Referring expression pointing data -
━━━

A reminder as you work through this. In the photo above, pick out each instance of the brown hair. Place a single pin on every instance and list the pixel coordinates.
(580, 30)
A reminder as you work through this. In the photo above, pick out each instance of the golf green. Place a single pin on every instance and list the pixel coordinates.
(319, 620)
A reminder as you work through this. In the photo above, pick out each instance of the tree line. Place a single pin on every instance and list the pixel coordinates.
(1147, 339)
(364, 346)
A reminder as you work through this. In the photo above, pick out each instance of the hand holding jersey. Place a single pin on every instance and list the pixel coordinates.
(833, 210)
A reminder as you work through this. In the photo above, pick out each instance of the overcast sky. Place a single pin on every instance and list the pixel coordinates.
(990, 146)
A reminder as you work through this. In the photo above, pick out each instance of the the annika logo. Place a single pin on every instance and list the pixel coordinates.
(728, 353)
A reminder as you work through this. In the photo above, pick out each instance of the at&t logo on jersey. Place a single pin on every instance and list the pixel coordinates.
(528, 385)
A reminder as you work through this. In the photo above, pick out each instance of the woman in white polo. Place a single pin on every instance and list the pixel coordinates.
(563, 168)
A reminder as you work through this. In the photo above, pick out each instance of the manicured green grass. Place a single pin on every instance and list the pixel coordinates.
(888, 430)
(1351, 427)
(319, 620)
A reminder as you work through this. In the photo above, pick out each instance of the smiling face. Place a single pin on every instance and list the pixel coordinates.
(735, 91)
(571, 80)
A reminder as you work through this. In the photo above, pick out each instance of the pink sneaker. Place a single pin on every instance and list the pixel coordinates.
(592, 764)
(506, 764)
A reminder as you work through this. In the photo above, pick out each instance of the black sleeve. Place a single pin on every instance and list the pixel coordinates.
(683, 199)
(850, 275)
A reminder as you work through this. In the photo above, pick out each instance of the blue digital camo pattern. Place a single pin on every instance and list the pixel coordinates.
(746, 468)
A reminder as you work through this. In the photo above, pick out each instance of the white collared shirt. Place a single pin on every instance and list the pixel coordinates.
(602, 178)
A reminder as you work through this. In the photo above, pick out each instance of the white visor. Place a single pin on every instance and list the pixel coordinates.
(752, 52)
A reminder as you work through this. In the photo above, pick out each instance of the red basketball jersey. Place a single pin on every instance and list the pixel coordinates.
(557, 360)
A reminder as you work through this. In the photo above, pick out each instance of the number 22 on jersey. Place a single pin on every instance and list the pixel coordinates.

━━━

Directions -
Repeat, word for word, every line above.

Reply to the exercise -
A reminder as you work through this. In the photo above, pick out each instance of the brown hair. Place a single pin on every instance and list the pixel coordinates.
(580, 30)
A reminder as you work through this. In the photo above, pick out each instance of the golf green. Place a single pin on every instance and list the pixel coordinates.
(319, 620)
A reminder as you work through this. In the photo above, pick out each instance of the tree line. Place a single pin on every instance and list the pixel coordinates.
(1147, 339)
(364, 346)
A reminder as you work through this. In the photo above, pick out each instance of the hand holding jersey. Place a single pin on every instance and list the pixel coordinates.
(833, 210)
A reminder as you work through this. In the photo above, pick out each instance of the overcast sky. Place a single pin on every instance and list the pixel coordinates.
(990, 146)
A reminder as you work through this. In the photo above, pick out each instance of the the annika logo. Place a single pin on every instance and list the pixel coordinates.
(728, 353)
A reminder as you work through this. In the photo above, pick out each instance of the at&t logo on jersey. Place a single pin on every instance and list the pixel coordinates.
(528, 385)
A reminder as you work through this. In the photo above, pick out each instance of the woman in white polo. Place a single pin on every instance and list the pixel coordinates.
(563, 168)
A reminder as you work through this. In the photo above, pick out each instance of the manicured green grass. Place a single pin on every instance and list the pixel coordinates.
(888, 430)
(1351, 427)
(319, 620)
A reminder as you work through this. In the photo above, pick out each instance of the smiling face. Place a single pin on every instance and list the pixel coordinates.
(735, 91)
(571, 80)
A reminder as you work through this. In the photo above, pick out each instance of the pink sneaker. Place a single pin on every instance and list the pixel coordinates.
(592, 764)
(506, 764)
A reminder as you work through this. In the photo above, pick out each instance of the black sleeve. Place a single pin on every instance and list the pixel coordinates.
(683, 199)
(850, 275)
A reminder as you work through this. In the photo above, pick out each instance of the blue digital camo pattern. Place a single pin on every instance and list the pixel coordinates.
(746, 468)
A reminder as you work through this. In the photo above, pick out each instance of the white collared shirt. Place a single pin on every instance and list the pixel coordinates.
(602, 178)
A reminder as you work through this. In the photo above, pick out each instance of the white visor. Place a single pin on every instance and list the pixel coordinates.
(752, 52)
A reminder as you work through this. In the photo above, pick out each instance of the red basketball jersey. Place a single pin on every instance and list the pixel coordinates.
(557, 360)
A reminder as you work through this. In the photo above, pick out each instance of the number 22 on jersey. Place a single pin on every instance and list the pixel coordinates.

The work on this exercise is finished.